▶ _Task description_
Return all of the entries exactly as written.

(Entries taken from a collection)
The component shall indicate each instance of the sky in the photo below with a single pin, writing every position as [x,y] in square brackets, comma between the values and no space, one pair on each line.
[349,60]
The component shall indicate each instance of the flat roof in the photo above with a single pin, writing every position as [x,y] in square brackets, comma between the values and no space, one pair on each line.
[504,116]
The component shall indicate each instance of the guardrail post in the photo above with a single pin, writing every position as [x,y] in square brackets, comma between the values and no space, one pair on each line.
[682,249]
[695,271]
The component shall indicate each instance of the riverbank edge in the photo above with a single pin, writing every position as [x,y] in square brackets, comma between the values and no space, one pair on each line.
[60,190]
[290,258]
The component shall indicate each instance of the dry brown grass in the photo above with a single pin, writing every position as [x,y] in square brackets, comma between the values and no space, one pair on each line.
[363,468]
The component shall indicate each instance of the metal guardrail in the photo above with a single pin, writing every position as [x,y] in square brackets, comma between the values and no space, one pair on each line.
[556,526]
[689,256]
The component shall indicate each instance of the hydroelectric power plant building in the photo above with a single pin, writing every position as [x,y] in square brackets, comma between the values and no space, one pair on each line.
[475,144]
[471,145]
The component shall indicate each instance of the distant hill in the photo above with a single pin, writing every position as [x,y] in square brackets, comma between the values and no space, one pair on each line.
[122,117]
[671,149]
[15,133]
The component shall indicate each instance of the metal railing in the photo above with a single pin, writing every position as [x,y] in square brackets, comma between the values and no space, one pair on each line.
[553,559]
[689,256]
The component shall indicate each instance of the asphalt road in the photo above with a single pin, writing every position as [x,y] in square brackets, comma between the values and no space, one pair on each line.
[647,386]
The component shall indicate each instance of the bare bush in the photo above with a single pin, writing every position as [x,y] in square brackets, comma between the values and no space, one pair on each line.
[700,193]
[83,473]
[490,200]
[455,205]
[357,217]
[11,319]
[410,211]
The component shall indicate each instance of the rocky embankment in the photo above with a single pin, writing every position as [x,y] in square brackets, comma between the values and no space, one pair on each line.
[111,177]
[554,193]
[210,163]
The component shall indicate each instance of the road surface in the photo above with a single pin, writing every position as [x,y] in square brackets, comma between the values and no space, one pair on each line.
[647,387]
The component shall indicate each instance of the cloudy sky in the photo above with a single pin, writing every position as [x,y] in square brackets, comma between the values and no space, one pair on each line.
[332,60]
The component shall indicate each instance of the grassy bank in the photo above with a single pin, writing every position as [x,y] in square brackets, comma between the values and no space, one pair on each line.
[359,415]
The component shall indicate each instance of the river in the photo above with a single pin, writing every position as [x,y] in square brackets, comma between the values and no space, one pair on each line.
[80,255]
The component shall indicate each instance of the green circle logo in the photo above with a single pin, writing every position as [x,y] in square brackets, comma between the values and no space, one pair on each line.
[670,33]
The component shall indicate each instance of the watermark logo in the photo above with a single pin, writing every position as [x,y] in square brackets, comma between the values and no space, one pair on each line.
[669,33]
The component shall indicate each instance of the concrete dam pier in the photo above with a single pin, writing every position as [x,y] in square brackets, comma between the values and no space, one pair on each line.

▶ _Task result_
The component shall indicate each instance of the sky in the photo below with a single pin, writing every position as [x,y] in square brackets, comma between the values and no space, one pair on each line.
[349,60]
The component shall indicate each instance of the flat roof in the photo above with a single pin, writing every position as [x,y] in square brackets, comma between the values and no space, one pair on each line.
[504,116]
The component shall indicate each instance of the guardrail post in the photo above with a single pin, writing every position as [x,y] in square brackets, comma between the values and no space, one pair on each line.
[682,249]
[695,271]
The component shall indicate each instance of the riverbank edge in the photo above with a single pin, writing every position as [x,y] in square brackets, comma between the values and no space, one pair on each line.
[60,190]
[290,258]
The component shall indicate each instance of the dry brown grass in the photo above with a single pin, writing every position as [x,y] in square brackets, comma between the values and no space, one pair on each line.
[363,468]
The component shall indicate each instance of the metal guardrail in the photo above with a single pin, writing every position as [x,y] in square brackets, comma between the values and no space, one pair on each line.
[556,526]
[689,256]
The component shall indicate each instance of the hydroelectric power plant building in the photo above with a single pin, writing every position as [x,y] in square brackets, comma between the values and no space, one pair on each line.
[475,144]
[471,145]
The component shall indicate each instance of the distant hill in the photo above with a single pin, writing every position as [x,y] in square brackets, comma between the values and no space, one pair on each line.
[122,117]
[671,149]
[15,133]
The component shall indicate each instance of the metal railing in the photo above with a single pin, writing every position as [x,y] in square brackets, comma between the values and no space, one pair on each line.
[553,559]
[689,256]
The component shall indicate each instance of the asphalt road in the photo above with a single pin, writing every position as [x,y] in square brackets, comma between the values and no space, one pair on each line.
[647,386]
The component shall indicate each instance of the bare bush in the photo above with a single pin, writing every position as [x,y] in square brackets, comma between the values and no space, one pair on each line.
[700,193]
[83,473]
[490,200]
[455,205]
[357,217]
[11,319]
[410,211]
The component shall indicate each instance of the rocky embankment in the photo above with a single pin, writing every position as [x,y] in square brackets, comma between the values and no space, one pair on each line.
[111,177]
[554,193]
[210,163]
The component shall indicate each instance of the road surface in the photo above with a single pin, writing every position as [x,y] in square brackets, comma between the values and no space, one pair on each line.
[647,387]
The component shall indicate each instance of the cloudy sky in the photo above with a single pin, writing every position as [x,y] in square brackets, comma between the values and no space, one pair on each line.
[332,60]
The component shall indicate each instance of the grassy bank in the photo above with a single pin, writing every position as [x,y] in square brackets, comma between the values and no space, one pair on each line.
[359,415]
The component shall indicate each instance of the river in the photo above with a single pin, writing every position as [x,y] in square brackets, comma between the values and no space, one pair on each line.
[80,255]
The component shall indicate each instance of the green circle logo in the photo above with a single pin, writing every position as [x,y] in square brackets, comma between the values and no space, one pair on each line.
[670,33]
The component shall indicate each instance of the watermark logo in the photo above with a single pin, writing every position as [x,y] in square brackets, comma between the values and no space, one pair on each line.
[669,33]
The component shall indicate each instance of the concrete dam pier in the photo above with a single pin, writing every position as [x,y] in square brackets, comma between the values and no space, one pair on each line.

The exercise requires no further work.